Provided records:

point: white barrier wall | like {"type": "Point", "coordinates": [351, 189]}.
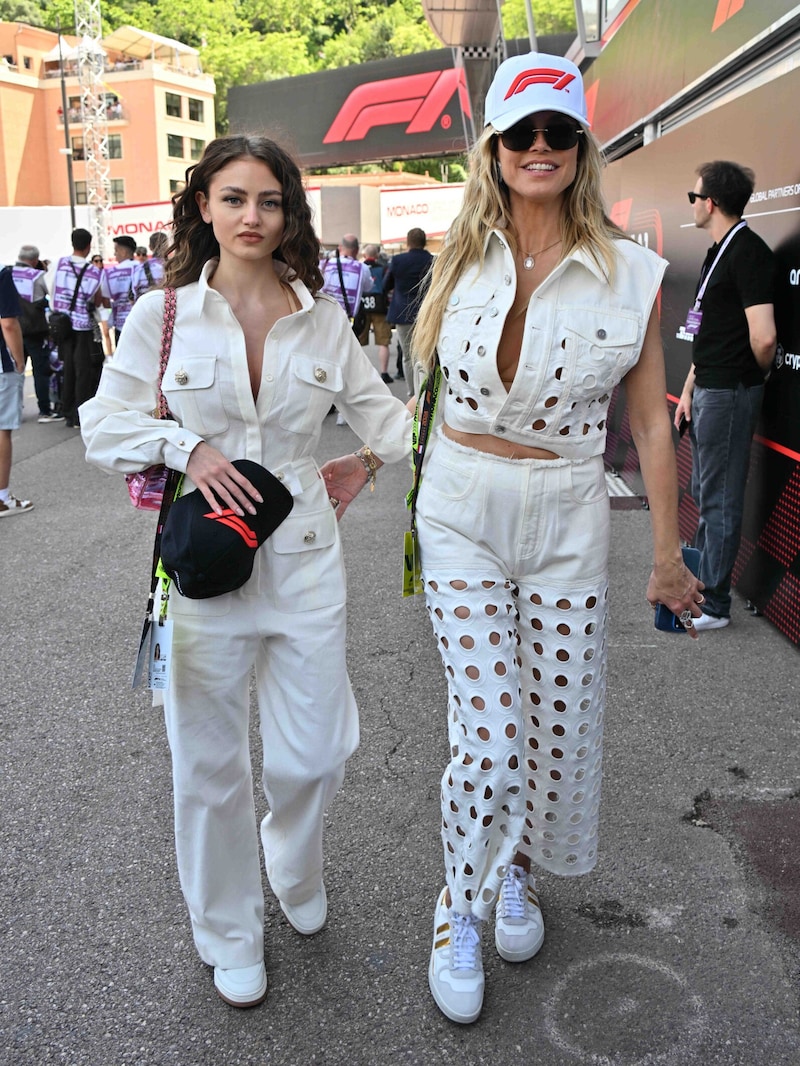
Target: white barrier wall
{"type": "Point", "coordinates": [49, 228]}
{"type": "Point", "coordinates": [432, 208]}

* * *

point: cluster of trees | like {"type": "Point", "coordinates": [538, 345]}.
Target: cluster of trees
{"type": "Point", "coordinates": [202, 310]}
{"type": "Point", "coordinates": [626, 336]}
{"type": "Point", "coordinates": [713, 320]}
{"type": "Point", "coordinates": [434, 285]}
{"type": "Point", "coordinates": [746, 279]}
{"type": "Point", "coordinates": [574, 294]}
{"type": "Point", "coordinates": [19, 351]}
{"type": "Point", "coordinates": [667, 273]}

Task to carry out:
Using the listing, collect all lines in which the string "like" is found.

Solution:
point: white barrier wall | like {"type": "Point", "coordinates": [351, 189]}.
point: cluster of trees | like {"type": "Point", "coordinates": [538, 345]}.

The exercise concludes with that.